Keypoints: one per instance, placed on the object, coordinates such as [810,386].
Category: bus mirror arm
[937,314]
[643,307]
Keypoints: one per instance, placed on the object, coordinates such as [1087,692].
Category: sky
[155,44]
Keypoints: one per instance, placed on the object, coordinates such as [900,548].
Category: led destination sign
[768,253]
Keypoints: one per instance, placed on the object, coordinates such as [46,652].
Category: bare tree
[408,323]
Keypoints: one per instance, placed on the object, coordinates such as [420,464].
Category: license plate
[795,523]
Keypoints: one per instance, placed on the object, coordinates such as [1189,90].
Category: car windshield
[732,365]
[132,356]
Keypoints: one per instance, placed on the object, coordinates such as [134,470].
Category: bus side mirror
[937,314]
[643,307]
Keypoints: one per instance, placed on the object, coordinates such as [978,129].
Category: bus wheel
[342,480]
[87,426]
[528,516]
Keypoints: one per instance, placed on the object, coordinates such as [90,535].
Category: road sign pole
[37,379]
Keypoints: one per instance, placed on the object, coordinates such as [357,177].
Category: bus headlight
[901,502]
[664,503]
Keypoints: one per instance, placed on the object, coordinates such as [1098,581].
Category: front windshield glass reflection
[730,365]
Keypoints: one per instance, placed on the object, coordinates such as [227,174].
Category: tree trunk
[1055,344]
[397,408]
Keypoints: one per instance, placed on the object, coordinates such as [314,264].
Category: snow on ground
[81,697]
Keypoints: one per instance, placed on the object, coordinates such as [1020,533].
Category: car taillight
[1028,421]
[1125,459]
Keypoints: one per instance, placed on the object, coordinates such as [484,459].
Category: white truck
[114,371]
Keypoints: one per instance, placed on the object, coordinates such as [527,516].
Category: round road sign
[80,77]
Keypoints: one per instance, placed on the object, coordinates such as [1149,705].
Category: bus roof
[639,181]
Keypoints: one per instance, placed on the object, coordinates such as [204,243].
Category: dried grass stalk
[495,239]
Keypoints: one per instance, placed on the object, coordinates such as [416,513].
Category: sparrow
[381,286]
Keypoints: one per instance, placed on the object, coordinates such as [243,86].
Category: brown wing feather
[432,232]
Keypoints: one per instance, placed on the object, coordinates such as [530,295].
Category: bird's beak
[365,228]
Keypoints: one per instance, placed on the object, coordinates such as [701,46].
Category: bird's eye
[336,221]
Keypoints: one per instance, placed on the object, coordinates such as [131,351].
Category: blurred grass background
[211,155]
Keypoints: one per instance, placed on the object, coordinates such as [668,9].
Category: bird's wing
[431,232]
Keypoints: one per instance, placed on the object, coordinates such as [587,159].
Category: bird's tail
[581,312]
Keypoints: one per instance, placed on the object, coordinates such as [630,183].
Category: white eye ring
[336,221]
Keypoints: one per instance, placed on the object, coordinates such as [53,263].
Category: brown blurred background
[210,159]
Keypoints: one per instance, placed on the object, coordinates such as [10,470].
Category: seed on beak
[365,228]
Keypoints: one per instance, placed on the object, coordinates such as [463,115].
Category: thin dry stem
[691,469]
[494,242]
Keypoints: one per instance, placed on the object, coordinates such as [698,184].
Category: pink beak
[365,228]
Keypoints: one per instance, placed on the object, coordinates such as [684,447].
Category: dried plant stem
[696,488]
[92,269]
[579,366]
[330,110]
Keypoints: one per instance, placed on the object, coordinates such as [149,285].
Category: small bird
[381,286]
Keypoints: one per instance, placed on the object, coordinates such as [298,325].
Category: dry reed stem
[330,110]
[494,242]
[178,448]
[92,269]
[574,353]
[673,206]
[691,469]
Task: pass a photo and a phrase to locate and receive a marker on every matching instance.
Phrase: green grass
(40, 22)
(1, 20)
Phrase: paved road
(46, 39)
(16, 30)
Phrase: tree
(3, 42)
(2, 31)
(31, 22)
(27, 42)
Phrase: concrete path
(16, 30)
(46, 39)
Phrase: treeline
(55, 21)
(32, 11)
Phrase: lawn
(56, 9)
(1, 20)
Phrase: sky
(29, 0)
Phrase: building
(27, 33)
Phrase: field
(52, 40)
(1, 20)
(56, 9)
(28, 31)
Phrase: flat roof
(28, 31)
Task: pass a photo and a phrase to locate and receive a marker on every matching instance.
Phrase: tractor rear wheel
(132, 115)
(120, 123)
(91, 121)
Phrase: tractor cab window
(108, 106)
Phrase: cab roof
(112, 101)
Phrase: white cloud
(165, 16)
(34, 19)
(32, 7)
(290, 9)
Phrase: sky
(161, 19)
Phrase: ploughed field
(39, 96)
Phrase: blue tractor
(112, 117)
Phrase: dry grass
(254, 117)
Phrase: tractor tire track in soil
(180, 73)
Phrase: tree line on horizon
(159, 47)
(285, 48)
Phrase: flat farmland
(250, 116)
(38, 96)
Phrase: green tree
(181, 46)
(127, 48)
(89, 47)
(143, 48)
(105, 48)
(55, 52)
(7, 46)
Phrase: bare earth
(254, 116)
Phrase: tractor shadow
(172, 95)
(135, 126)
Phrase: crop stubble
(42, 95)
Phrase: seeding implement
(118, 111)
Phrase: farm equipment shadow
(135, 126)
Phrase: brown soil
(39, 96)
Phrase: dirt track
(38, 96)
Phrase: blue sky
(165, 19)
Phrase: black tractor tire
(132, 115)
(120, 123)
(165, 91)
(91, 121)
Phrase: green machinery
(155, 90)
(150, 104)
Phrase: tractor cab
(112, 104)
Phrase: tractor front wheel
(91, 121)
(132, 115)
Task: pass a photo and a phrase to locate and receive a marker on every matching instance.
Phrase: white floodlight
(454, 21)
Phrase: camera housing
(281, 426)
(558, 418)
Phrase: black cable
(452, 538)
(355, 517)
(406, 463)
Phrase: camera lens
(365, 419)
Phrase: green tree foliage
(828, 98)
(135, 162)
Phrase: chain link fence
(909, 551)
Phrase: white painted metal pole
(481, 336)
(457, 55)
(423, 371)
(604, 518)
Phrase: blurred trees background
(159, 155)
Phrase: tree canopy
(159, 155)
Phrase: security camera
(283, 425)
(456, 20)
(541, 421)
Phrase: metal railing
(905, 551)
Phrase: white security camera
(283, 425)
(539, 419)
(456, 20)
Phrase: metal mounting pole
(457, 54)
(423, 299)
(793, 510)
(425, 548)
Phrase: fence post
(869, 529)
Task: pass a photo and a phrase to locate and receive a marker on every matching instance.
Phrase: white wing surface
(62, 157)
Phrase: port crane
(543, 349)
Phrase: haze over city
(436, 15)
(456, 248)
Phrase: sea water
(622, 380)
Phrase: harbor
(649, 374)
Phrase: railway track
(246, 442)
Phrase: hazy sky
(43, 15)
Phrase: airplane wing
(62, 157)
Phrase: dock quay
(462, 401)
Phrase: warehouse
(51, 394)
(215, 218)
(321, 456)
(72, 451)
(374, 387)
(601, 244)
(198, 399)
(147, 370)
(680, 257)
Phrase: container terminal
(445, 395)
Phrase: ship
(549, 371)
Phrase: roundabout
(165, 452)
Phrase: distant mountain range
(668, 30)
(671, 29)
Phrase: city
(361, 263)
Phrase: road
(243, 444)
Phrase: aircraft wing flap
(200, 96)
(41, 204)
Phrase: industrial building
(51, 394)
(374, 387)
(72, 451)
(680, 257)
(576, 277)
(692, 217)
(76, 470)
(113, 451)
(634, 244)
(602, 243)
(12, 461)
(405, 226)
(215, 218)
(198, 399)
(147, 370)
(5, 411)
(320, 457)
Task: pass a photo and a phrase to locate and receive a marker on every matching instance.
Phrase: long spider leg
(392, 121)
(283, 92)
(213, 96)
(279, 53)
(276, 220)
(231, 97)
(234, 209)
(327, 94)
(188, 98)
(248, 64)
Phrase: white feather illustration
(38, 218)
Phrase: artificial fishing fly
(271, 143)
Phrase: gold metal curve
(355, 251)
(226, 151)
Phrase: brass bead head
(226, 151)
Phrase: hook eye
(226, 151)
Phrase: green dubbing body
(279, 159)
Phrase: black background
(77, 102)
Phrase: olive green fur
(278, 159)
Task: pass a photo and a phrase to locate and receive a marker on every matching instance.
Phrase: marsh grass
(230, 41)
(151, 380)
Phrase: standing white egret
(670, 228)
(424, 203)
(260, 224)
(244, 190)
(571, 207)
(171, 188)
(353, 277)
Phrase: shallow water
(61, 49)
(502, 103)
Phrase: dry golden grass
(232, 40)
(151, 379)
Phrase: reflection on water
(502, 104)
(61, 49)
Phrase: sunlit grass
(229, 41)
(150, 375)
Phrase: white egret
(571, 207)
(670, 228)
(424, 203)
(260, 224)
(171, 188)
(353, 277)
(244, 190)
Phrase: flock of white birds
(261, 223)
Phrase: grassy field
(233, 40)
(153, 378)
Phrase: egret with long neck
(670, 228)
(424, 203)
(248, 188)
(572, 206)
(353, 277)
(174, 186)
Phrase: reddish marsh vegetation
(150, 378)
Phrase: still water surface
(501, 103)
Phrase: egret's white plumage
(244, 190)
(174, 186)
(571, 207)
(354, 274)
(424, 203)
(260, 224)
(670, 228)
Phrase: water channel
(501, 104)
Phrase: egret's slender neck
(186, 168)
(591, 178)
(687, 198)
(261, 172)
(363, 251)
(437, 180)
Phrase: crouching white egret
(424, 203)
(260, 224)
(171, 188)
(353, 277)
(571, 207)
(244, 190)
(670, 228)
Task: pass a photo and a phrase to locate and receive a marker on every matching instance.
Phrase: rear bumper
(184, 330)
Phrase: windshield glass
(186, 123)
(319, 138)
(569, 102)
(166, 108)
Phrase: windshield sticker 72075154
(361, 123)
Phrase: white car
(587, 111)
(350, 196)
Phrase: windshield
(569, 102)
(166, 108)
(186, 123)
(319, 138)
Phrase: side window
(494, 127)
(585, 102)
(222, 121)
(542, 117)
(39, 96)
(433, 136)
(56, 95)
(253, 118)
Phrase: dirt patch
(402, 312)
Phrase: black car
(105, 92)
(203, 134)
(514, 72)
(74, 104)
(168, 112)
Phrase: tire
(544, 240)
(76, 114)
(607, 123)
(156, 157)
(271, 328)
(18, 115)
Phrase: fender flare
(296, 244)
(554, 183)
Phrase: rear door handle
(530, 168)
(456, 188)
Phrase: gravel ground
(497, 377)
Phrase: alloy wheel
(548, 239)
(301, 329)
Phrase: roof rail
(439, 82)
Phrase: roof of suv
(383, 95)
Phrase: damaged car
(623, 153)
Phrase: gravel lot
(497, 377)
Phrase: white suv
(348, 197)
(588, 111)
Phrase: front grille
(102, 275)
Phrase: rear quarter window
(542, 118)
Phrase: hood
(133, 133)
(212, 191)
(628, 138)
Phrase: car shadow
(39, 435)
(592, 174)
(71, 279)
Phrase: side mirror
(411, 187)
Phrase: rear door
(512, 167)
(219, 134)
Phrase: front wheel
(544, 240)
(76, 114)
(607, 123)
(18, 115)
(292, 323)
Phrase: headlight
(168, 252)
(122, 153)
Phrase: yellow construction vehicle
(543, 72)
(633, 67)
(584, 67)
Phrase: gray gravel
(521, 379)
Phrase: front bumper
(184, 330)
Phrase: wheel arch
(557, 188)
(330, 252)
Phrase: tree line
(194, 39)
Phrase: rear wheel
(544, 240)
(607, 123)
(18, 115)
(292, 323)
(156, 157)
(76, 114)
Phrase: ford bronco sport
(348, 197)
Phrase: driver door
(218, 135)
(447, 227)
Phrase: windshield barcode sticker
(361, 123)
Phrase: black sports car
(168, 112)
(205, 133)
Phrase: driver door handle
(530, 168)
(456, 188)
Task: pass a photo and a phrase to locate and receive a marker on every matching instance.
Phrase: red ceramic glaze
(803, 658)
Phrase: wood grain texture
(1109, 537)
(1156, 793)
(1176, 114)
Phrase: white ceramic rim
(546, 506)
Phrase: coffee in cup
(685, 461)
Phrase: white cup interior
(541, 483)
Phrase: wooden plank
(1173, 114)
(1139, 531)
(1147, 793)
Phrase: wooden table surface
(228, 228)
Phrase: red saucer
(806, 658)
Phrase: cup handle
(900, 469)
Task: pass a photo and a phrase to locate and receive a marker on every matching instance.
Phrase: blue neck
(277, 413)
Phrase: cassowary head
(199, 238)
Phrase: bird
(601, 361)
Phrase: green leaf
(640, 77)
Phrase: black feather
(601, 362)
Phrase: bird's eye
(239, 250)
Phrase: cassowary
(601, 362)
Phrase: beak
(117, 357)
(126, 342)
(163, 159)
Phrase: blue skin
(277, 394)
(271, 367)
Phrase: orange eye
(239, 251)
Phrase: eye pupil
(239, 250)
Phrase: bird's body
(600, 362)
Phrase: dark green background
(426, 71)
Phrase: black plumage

▬▬▬▬▬▬

Stated exercise – Print again the material above, limited to the lines from the one holding "Phrase: windshield barcode sticker" through the last, inclusive.

Exercise output –
Phrase: windshield barcode sticker
(361, 123)
Phrase: black sports car
(168, 112)
(205, 133)
Phrase: driver door handle
(530, 168)
(456, 188)
Task: pass a photo and a phrase to locate and receive a marker on every matching instance.
Phrase: red ceramic glaze
(803, 658)
Phrase: wood grain texture
(1109, 537)
(1156, 793)
(1176, 114)
Phrase: white ceramic rim
(546, 506)
Phrase: coffee in cup
(685, 461)
Phrase: white cup interior
(541, 483)
Phrase: wooden plank
(1173, 114)
(1139, 531)
(1147, 793)
Phrase: wooden table surface
(228, 228)
Phrase: red saucer
(806, 658)
Phrase: cup handle
(900, 469)
Task: pass a photo and a phrase to locate and receive a marker on every matching instance.
Phrase: blue neck
(277, 413)
Phrase: cassowary head
(199, 238)
Phrase: bird
(601, 361)
Phrase: green leaf
(640, 77)
Phrase: black feather
(601, 362)
Phrase: bird's eye
(239, 250)
Phrase: cassowary
(601, 362)
Phrase: beak
(117, 357)
(126, 342)
(163, 159)
Phrase: blue skin
(277, 394)
(271, 367)
Phrase: orange eye
(239, 251)
Phrase: eye pupil
(239, 250)
Phrase: bird's body
(600, 362)
Phrase: dark green background
(426, 71)
Phrase: black plumage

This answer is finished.